Work instructions
Keep to one stretch of the data below, the lines from the one with "Can you see the tree" up to and including the one with "Can you see the trimmed", and return that stretch exactly.

Task data
:::::
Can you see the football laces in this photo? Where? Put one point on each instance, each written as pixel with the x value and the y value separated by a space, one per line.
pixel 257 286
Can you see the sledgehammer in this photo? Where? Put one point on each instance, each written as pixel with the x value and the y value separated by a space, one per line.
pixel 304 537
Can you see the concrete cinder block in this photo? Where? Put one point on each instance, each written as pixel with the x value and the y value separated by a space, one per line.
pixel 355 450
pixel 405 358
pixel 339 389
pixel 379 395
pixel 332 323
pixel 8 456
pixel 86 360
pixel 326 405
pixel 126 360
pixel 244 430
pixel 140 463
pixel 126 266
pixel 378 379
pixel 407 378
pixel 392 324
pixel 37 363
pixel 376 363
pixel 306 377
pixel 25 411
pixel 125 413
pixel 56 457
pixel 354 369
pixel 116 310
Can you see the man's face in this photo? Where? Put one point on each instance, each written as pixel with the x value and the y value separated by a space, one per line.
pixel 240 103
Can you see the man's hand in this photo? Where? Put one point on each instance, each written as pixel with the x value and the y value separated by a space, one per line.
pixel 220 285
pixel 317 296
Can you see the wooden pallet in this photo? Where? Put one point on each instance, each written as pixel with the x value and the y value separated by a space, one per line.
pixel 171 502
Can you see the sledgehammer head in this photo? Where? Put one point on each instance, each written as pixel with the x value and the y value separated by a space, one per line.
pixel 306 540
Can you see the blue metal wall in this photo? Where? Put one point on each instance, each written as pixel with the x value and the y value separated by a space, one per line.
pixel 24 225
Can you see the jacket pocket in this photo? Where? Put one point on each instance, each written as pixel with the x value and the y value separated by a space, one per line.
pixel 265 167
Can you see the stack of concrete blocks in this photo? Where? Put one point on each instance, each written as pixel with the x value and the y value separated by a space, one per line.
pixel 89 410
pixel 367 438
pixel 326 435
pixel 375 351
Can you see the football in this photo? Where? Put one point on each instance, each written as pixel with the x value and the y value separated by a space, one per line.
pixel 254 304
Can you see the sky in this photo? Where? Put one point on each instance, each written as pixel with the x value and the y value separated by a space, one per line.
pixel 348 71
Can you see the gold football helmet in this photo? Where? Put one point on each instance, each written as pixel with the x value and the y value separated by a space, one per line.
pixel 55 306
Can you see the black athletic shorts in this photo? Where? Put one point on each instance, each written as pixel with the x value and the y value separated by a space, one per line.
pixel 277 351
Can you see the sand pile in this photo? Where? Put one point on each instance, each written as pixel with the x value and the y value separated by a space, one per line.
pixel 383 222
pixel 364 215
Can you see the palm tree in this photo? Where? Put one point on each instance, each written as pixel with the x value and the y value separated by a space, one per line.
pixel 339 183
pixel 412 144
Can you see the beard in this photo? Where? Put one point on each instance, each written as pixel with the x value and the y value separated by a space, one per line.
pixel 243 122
:::::
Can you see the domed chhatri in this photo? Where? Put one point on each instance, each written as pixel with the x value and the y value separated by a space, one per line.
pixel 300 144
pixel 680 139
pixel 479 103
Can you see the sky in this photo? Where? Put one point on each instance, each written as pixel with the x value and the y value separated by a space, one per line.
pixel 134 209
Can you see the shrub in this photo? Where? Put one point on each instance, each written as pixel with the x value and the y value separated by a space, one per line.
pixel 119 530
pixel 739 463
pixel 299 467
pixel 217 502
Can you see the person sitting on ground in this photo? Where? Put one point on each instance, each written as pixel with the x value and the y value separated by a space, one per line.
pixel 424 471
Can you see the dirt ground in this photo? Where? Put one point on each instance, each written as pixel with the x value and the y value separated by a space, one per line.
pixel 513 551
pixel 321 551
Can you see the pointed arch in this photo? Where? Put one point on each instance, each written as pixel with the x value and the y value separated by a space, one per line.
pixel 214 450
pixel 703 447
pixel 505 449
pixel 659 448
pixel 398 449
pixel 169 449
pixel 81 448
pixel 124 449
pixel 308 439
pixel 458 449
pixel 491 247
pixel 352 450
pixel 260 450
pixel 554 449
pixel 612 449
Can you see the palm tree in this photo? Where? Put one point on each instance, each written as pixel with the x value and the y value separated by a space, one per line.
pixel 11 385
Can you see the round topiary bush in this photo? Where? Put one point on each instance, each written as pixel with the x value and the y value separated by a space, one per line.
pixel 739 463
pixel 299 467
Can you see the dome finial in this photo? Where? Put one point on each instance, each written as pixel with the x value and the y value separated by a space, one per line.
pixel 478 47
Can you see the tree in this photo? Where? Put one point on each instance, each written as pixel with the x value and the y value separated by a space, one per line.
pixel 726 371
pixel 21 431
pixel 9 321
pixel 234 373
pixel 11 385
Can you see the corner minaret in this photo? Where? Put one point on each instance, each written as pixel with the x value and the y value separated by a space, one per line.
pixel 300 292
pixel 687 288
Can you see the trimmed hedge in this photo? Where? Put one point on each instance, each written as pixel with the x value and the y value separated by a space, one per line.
:::::
Result
Can you see the tree in this photo? Where? Put one point on each instance, each written as pixel with the x value and the y value separated by a space, one per line.
pixel 726 371
pixel 21 431
pixel 9 321
pixel 234 373
pixel 11 385
Can you see the corner minaret in this photo? Where? Put one point on each instance, each written as pixel with the x value and the y value separated by a space, one per line.
pixel 300 292
pixel 687 288
Can you see the trimmed hedge in this photo? Where? Put one point on each instance, each written as pixel with the x value and the y value separated by a space, one per line.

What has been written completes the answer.